#### DIRECTION 1
Reproduce the listing below line for line, starting at its first line and ending with the line that contains "[(115, 81), (149, 144)]", both included.

#### SELECTION

-- Begin --

Wed, May 16, 2018 – 5:50 AM
DESPITE the recent market volatilities, we remain constructive over Chinese equities, especially the new economy sectors. We think there are six key investment themes in investing in Chinese equities in 2018.
We like the Chinese IT/e-commerce, banks, healthcare, insurance and consumer staples sectors.
Here are the six key investment themes:
Traditional economy sectors continue to slow
We believe that China’s GDP growth in 2018 will be dragged by the slowdown of the traditional sectors such as the debt-reliant areas of infrastructure and real estate.
China’s infrastructure investment increased by 15.8 per cent in 2017 and we think some moderation in growth is likely this year.
The government slowed down new project approvals late last year in response to the quick debt build-up. Project pipelines are likely to shrink as infrastructure investment growth decelerates this year.
Real estate investment growth is also likely to ease with the cooling property market. Real estate investment increased by 7 per cent in 2017 overall but had already started to moderate in the second half of the year in response to government tightening measures.
As the government continues to de-leverage the economy, we think property sales will slow down in a higher interest rate environment. We think the government is unlikely to loosen the strict property market rules this year because it will want to continue to be seen as vigilant on speculation.

-- End --

#### RAW DATA
-- Begin --

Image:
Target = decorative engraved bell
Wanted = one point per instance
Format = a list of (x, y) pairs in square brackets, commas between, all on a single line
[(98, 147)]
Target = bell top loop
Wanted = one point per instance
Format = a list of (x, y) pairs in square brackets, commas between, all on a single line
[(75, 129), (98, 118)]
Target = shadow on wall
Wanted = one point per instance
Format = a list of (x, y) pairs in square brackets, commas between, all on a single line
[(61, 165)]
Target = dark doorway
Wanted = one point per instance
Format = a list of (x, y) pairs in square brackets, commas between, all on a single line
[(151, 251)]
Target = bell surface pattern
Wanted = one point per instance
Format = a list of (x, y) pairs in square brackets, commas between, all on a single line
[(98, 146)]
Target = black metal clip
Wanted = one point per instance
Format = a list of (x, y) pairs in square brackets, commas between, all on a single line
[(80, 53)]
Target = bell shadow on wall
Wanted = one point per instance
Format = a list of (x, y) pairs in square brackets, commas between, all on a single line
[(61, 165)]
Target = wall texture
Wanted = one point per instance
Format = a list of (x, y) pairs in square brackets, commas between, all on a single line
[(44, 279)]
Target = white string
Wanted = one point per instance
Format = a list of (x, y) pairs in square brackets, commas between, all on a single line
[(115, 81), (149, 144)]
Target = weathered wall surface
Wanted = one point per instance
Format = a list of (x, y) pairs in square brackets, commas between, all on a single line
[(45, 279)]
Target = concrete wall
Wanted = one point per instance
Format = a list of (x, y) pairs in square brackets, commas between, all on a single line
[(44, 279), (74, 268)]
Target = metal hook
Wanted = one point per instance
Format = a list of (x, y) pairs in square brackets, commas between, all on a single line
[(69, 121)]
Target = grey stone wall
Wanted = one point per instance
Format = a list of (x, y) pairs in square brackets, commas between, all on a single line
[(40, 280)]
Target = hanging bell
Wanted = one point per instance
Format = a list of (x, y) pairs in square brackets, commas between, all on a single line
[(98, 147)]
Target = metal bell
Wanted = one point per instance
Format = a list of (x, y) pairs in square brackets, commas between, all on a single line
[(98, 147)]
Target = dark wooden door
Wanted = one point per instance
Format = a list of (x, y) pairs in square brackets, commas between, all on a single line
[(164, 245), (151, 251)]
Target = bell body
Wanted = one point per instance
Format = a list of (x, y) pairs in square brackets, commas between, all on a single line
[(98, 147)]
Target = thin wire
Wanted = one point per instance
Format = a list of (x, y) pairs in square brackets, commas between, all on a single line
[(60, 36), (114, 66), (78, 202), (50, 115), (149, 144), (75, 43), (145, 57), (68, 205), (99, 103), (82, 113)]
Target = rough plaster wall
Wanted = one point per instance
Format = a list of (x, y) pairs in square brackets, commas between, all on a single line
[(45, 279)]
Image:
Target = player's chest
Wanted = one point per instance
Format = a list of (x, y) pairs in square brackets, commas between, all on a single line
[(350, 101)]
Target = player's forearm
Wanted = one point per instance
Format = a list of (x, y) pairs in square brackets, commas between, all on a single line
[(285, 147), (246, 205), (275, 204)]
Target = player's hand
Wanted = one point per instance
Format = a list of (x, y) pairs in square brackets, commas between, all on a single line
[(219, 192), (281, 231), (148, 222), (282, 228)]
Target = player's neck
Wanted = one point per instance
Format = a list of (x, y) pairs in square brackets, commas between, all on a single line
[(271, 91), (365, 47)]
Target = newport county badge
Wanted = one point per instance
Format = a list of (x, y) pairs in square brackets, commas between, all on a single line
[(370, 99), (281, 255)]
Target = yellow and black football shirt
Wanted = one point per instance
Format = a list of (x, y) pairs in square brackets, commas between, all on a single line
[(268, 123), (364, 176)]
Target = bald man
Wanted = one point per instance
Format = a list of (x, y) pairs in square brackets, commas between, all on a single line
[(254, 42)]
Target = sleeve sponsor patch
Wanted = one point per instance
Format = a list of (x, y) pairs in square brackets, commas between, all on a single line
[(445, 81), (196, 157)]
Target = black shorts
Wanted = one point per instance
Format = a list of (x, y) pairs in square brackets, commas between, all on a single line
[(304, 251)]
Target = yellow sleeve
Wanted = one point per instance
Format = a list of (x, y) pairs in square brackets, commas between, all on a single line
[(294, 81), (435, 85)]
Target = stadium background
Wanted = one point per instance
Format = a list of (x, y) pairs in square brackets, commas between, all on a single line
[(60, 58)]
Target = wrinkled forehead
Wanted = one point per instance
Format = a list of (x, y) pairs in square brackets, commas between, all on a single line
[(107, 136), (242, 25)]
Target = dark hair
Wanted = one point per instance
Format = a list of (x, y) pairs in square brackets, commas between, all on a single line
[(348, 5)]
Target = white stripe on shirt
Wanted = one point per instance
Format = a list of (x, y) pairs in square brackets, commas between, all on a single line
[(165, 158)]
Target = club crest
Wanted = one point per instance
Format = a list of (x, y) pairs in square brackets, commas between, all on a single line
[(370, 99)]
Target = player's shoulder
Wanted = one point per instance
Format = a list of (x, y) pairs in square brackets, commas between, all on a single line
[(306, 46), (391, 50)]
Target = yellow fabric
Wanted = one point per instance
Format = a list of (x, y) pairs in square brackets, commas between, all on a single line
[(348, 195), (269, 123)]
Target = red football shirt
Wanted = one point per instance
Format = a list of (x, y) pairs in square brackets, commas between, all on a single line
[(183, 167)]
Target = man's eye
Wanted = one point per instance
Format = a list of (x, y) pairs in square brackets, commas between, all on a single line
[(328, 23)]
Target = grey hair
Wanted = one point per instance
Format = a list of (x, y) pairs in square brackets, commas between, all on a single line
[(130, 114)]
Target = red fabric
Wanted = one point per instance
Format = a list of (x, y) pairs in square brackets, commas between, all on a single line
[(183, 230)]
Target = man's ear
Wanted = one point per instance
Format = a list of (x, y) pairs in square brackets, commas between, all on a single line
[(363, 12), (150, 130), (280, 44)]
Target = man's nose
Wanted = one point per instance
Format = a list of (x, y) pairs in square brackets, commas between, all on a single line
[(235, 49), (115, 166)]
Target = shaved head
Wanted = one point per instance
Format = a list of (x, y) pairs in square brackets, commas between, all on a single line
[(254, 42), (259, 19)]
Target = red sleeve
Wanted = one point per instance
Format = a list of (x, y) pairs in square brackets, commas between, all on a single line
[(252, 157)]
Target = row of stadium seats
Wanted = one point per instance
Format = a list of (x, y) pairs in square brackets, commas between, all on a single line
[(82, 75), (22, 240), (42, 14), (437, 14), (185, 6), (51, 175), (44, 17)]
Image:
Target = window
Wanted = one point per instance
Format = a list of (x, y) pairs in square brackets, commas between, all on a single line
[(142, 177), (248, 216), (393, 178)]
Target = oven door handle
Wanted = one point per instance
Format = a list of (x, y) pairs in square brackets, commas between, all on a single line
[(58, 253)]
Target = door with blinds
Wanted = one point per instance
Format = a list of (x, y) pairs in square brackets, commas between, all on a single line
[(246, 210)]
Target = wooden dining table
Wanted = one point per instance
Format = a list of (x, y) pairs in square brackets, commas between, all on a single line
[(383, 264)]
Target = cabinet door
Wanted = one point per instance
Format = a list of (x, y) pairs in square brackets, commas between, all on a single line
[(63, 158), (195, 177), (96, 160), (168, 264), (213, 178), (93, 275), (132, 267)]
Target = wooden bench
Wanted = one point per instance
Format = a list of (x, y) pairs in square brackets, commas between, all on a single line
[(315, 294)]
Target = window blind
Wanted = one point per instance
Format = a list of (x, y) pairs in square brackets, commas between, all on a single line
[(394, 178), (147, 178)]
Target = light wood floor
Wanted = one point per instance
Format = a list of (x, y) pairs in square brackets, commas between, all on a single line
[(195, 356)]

-- End --

#### DIRECTION 2
Summarize the above piece on Chinese equities in two sentences.

#### TASK RESULT 1
Image:
Target = decorative engraved bell
Wanted = one point per instance
Format = a list of (x, y) pairs in square brackets, commas between, all on a single line
[(98, 147)]
Target = bell top loop
Wanted = one point per instance
Format = a list of (x, y) pairs in square brackets, commas between, all on a single line
[(75, 129), (98, 118)]
Target = shadow on wall
Wanted = one point per instance
Format = a list of (x, y) pairs in square brackets, commas between, all on a single line
[(61, 165)]
Target = dark doorway
Wanted = one point per instance
Format = a list of (x, y) pairs in square brackets, commas between, all on a single line
[(151, 251)]
Target = bell surface pattern
Wanted = one point per instance
Format = a list of (x, y) pairs in square brackets, commas between, all on a single line
[(98, 146)]
Target = black metal clip
Wanted = one point per instance
Format = a list of (x, y) pairs in square brackets, commas between, all on a single line
[(80, 53)]
Target = bell shadow on wall
Wanted = one point per instance
Format = a list of (x, y) pairs in square brackets, commas between, all on a single line
[(61, 165)]
Target = wall texture
Wanted = one point per instance
Format = a list of (x, y) pairs in square brackets, commas between, all on a single line
[(44, 279)]
Target = white string
Wanted = one point per instance
Format = a list of (x, y) pairs in square brackets, commas between, all on a single line
[(115, 81), (149, 144)]

#### TASK RESULT 2
The writers remain constructive on Chinese equities, especially new economy sectors, favor IT/e-commerce, banks, healthcare, insurance and consumer staples, and set out six investment themes for 2018. The first theme is that traditional, debt-reliant sectors such as infrastructure and real estate will keep slowing, since the government slowed new project approvals, is unlikely to loosen strict property rules, and continues to de-leverage the economy.